- **PASSAGE PROVIDED**:
§ §

October 02, 2010

Yet He Didn't Buy the Shoes

Me: You look like a cross between Jesus and a 40-year-old Sandestin-goer.
Eric: That sounds like a life worth living.

I Don't Take Him Seriously

Me: Why do you keep thinking about that quote? Because it's the funniest thing you've ever said?
Eric: You just think the things I say are funny. But in context, they're serious, maybe even profound.

September 09, 2010

It Just Rolls Off His Tongue

Scott: I have to credit Andy for injecting the word urate into the conversation.
Susan: Doesn't everybody?

Stuff You Can Do While Looking Up, I Presume

"My animal's going to be a catfish, and he's always going to be looking up, so all you see is mouth and whiskers. But he's not going to be just sitting there. He's going to be doing stuff." ~Eric

I'm My Husband's Beard

"It's not completely gay because I'm married." ~Eric

Real Dogs Don't Wear Slickers

"Bishop wouldn't wear his raincoat. He knew it made him look gay." ~Alice

September 08, 2010

She's From Mississippi; She Had It Coming

Anna: When my grandfather was doing our family tree...

§ §

- **MATERIAL SUPPLIED**:
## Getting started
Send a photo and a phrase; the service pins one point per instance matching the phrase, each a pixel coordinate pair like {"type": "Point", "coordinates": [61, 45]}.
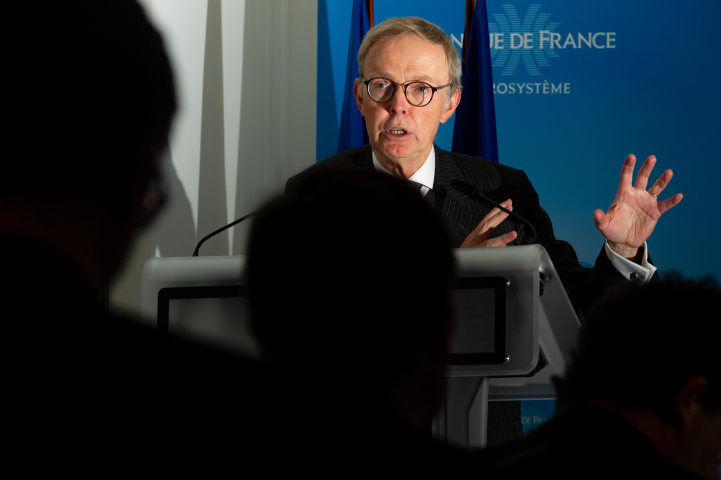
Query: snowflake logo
{"type": "Point", "coordinates": [509, 24]}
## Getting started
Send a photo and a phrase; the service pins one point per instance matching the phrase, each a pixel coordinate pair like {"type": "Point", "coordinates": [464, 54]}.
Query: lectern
{"type": "Point", "coordinates": [514, 326]}
{"type": "Point", "coordinates": [534, 328]}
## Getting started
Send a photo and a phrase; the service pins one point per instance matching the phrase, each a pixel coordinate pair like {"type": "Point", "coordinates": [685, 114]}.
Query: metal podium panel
{"type": "Point", "coordinates": [200, 298]}
{"type": "Point", "coordinates": [539, 323]}
{"type": "Point", "coordinates": [520, 267]}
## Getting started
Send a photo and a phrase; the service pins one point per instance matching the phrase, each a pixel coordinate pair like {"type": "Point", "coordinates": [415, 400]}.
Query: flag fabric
{"type": "Point", "coordinates": [352, 132]}
{"type": "Point", "coordinates": [474, 131]}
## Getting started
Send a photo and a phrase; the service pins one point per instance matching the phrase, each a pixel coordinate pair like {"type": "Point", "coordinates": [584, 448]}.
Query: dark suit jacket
{"type": "Point", "coordinates": [455, 173]}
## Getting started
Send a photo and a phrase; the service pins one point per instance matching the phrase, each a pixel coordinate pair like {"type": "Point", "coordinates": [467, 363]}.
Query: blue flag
{"type": "Point", "coordinates": [474, 131]}
{"type": "Point", "coordinates": [353, 131]}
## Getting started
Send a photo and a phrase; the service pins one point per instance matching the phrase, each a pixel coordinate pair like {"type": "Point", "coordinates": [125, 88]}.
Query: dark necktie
{"type": "Point", "coordinates": [430, 195]}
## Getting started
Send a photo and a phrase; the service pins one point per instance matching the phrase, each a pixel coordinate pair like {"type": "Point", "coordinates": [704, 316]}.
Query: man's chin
{"type": "Point", "coordinates": [396, 153]}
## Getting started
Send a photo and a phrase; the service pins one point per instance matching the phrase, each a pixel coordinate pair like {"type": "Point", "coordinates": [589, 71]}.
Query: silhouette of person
{"type": "Point", "coordinates": [89, 102]}
{"type": "Point", "coordinates": [642, 397]}
{"type": "Point", "coordinates": [363, 323]}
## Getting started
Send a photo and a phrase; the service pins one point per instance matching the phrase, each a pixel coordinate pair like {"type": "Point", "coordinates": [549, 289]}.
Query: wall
{"type": "Point", "coordinates": [246, 78]}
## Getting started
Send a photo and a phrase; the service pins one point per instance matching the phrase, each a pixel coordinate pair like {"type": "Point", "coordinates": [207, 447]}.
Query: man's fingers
{"type": "Point", "coordinates": [661, 183]}
{"type": "Point", "coordinates": [627, 172]}
{"type": "Point", "coordinates": [508, 205]}
{"type": "Point", "coordinates": [493, 218]}
{"type": "Point", "coordinates": [501, 241]}
{"type": "Point", "coordinates": [670, 203]}
{"type": "Point", "coordinates": [600, 219]}
{"type": "Point", "coordinates": [644, 172]}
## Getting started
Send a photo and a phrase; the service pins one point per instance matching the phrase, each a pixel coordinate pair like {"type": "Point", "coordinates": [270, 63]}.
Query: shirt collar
{"type": "Point", "coordinates": [424, 175]}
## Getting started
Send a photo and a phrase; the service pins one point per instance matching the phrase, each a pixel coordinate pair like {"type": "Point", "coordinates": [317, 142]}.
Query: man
{"type": "Point", "coordinates": [362, 324]}
{"type": "Point", "coordinates": [642, 397]}
{"type": "Point", "coordinates": [410, 83]}
{"type": "Point", "coordinates": [89, 99]}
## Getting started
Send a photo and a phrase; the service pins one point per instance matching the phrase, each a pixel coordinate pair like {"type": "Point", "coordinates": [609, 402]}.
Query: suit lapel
{"type": "Point", "coordinates": [460, 213]}
{"type": "Point", "coordinates": [364, 159]}
{"type": "Point", "coordinates": [452, 198]}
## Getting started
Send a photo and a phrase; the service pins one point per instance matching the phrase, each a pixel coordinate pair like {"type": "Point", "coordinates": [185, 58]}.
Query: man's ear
{"type": "Point", "coordinates": [358, 94]}
{"type": "Point", "coordinates": [688, 409]}
{"type": "Point", "coordinates": [452, 105]}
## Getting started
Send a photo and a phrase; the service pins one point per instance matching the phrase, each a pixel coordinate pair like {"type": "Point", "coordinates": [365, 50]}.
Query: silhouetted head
{"type": "Point", "coordinates": [651, 354]}
{"type": "Point", "coordinates": [88, 103]}
{"type": "Point", "coordinates": [350, 276]}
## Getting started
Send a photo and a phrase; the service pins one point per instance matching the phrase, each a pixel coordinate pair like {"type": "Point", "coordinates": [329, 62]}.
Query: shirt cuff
{"type": "Point", "coordinates": [628, 268]}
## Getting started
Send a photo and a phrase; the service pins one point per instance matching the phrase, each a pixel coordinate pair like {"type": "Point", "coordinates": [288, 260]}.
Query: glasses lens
{"type": "Point", "coordinates": [380, 89]}
{"type": "Point", "coordinates": [419, 93]}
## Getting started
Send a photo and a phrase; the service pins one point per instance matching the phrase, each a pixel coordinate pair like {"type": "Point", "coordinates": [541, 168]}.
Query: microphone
{"type": "Point", "coordinates": [211, 235]}
{"type": "Point", "coordinates": [477, 193]}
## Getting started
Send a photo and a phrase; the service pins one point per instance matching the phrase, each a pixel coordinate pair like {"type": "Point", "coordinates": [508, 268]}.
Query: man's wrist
{"type": "Point", "coordinates": [626, 251]}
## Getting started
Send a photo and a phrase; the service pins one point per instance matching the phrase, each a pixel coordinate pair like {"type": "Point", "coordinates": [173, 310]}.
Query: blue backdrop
{"type": "Point", "coordinates": [569, 113]}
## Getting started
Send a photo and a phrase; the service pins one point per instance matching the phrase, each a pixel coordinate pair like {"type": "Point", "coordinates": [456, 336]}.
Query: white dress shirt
{"type": "Point", "coordinates": [426, 175]}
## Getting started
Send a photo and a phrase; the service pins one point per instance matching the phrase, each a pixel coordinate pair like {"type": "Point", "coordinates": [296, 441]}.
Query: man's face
{"type": "Point", "coordinates": [399, 131]}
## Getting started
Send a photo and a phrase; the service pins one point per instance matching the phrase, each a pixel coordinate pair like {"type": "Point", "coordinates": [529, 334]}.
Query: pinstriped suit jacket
{"type": "Point", "coordinates": [455, 173]}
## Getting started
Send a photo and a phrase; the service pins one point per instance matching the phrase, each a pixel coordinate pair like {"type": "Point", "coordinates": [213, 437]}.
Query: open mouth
{"type": "Point", "coordinates": [396, 132]}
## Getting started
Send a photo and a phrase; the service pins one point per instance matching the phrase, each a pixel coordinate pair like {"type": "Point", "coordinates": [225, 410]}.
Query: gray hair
{"type": "Point", "coordinates": [431, 33]}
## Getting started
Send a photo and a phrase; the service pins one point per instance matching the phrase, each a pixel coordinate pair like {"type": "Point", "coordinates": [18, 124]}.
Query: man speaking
{"type": "Point", "coordinates": [409, 84]}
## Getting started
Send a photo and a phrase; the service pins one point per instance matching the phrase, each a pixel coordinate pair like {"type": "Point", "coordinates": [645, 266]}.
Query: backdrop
{"type": "Point", "coordinates": [579, 85]}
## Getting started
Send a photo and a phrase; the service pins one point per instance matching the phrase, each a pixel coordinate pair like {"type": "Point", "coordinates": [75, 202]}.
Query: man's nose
{"type": "Point", "coordinates": [399, 103]}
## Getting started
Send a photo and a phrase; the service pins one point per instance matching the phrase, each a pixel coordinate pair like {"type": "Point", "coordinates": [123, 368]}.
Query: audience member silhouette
{"type": "Point", "coordinates": [89, 98]}
{"type": "Point", "coordinates": [642, 398]}
{"type": "Point", "coordinates": [362, 323]}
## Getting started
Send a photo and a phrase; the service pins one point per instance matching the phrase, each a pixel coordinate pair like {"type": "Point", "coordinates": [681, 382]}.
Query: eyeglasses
{"type": "Point", "coordinates": [419, 94]}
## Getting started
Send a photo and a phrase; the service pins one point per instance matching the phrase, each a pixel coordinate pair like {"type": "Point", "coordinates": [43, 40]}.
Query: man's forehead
{"type": "Point", "coordinates": [407, 55]}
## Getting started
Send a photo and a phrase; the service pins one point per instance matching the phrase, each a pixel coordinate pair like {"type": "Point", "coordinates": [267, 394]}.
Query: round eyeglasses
{"type": "Point", "coordinates": [418, 94]}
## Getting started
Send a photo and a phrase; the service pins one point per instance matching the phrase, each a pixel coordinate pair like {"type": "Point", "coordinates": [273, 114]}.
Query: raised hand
{"type": "Point", "coordinates": [634, 212]}
{"type": "Point", "coordinates": [479, 236]}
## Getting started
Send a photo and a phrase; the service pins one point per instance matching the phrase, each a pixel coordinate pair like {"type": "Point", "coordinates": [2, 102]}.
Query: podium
{"type": "Point", "coordinates": [514, 325]}
{"type": "Point", "coordinates": [541, 329]}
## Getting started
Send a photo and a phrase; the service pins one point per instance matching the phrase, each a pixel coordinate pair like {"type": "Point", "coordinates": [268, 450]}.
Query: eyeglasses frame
{"type": "Point", "coordinates": [405, 90]}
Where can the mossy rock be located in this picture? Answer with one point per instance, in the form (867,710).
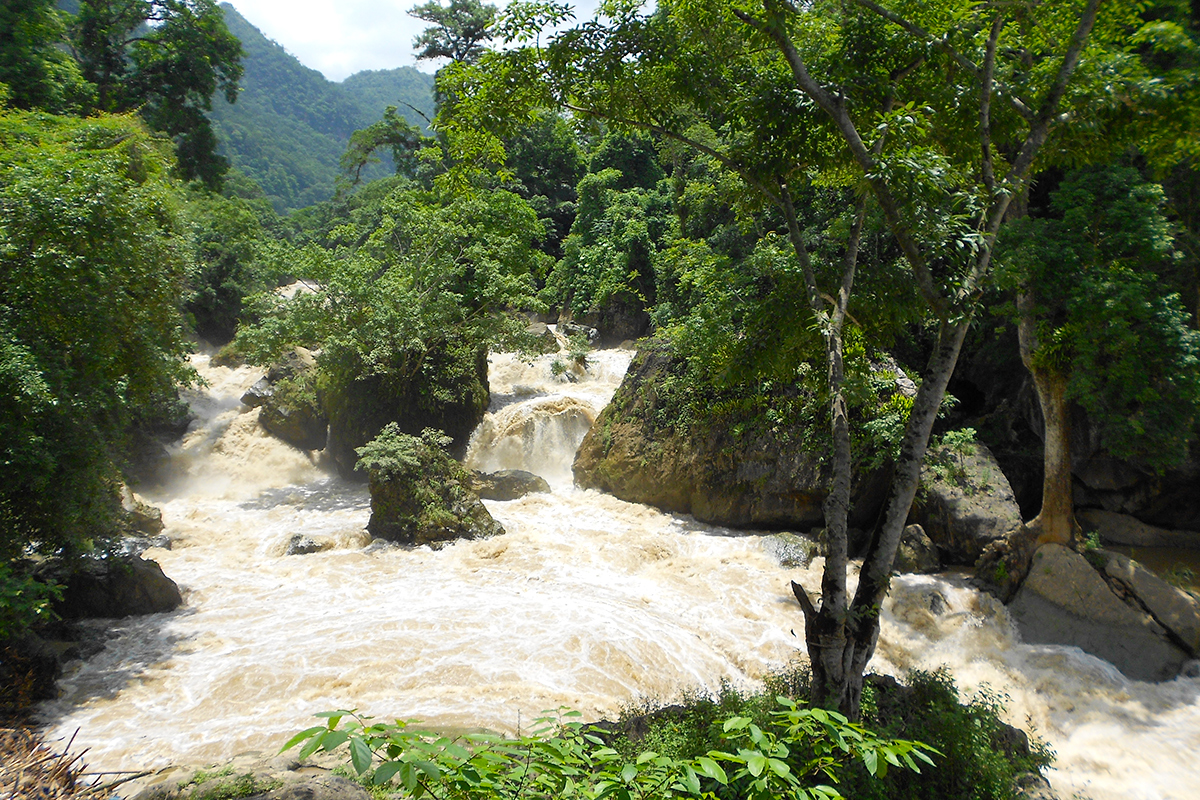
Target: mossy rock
(419,494)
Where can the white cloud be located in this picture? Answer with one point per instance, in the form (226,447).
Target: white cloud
(340,37)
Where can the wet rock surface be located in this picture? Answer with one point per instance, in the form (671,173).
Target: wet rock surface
(114,587)
(791,549)
(1066,600)
(744,476)
(965,503)
(917,553)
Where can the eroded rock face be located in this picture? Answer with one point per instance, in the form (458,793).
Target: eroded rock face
(117,587)
(1066,600)
(756,477)
(360,410)
(507,483)
(965,503)
(1122,529)
(917,553)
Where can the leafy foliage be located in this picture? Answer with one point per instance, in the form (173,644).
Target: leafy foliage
(1099,264)
(792,757)
(93,258)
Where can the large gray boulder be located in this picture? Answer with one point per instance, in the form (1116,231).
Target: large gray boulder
(117,587)
(1122,529)
(965,503)
(419,494)
(917,553)
(744,471)
(1065,600)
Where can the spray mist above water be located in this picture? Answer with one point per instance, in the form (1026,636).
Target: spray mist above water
(586,601)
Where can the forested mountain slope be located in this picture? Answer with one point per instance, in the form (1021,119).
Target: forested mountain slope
(291,125)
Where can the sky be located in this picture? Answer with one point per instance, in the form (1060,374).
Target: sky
(340,37)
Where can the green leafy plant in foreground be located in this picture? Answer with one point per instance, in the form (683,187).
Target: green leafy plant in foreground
(799,756)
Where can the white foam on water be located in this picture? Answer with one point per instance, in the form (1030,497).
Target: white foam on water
(586,601)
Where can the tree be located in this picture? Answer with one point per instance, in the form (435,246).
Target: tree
(39,73)
(91,266)
(939,113)
(1099,329)
(166,58)
(459,31)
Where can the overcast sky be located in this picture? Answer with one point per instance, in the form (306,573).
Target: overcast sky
(340,37)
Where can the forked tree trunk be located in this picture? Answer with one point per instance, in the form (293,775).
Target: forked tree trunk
(1056,519)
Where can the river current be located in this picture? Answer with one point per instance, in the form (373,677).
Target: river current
(587,601)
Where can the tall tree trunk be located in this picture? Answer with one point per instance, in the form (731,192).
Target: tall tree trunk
(1056,519)
(839,663)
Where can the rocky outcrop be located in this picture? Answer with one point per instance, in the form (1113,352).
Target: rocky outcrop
(743,473)
(917,553)
(113,587)
(965,503)
(291,404)
(790,549)
(360,409)
(1110,608)
(1122,529)
(419,494)
(507,483)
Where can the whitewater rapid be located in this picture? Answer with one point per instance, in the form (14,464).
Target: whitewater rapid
(586,601)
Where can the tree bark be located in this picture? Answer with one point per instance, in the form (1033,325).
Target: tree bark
(1056,519)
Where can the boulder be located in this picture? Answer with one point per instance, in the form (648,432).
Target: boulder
(507,483)
(1175,609)
(294,416)
(258,394)
(917,553)
(419,494)
(791,549)
(301,545)
(117,587)
(745,471)
(543,338)
(965,503)
(444,395)
(1065,600)
(1122,529)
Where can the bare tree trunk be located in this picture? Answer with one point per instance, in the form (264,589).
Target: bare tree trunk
(1056,519)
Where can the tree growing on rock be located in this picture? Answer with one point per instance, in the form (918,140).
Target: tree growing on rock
(937,113)
(1098,329)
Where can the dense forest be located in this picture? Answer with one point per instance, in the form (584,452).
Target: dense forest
(289,126)
(784,196)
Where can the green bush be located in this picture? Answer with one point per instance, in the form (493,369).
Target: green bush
(798,755)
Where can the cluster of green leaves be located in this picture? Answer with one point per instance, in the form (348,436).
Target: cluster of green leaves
(23,602)
(1101,262)
(425,272)
(799,755)
(93,260)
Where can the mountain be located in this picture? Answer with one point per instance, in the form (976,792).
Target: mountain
(291,124)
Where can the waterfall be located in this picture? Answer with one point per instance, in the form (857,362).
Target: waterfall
(587,601)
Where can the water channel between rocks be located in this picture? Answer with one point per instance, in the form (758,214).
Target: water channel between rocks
(587,601)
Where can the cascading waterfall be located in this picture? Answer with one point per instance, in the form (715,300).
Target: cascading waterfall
(587,601)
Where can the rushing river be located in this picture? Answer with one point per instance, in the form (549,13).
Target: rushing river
(587,601)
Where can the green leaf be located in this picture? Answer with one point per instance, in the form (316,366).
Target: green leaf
(360,756)
(385,771)
(300,737)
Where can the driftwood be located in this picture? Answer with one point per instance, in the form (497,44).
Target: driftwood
(30,769)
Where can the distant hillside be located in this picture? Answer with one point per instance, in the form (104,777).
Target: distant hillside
(291,125)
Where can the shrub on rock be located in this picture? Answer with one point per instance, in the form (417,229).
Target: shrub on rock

§ §

- **PROBLEMS TO SOLVE**:
a) In the blog excerpt, who does Scott credit with bringing the word urate into the conversation?
b) Print everything in the blog excerpt from "October 02, 2010" down to "maybe even profound.".
c) Do these statements agree with the blog excerpt? (i) Eric says his animal will be a catfish. (ii) Bishop wore his raincoat. (iii) Eric claims that in context the things he says are serious. Answer yes or no for each, quoting the words that decide it.
The rows are separate material, unrelated to the blog excerpt.

- **TASK RESULTS**:
a) Andy

b)
October 02, 2010

Yet He Didn't Buy the Shoes

Me: You look like a cross between Jesus and a 40-year-old Sandestin-goer.
Eric: That sounds like a life worth living.

I Don't Take Him Seriously

Me: Why do you keep thinking about that quote? Because it's the funniest thing you've ever said?
Eric: You just think the things I say are funny. But in context, they're serious, maybe even profound.

c)
(i) Yes: "My animal's going to be a catfish"
(ii) No: "Bishop wouldn't wear his raincoat."
(iii) Yes: "But in context, they're serious, maybe even profound."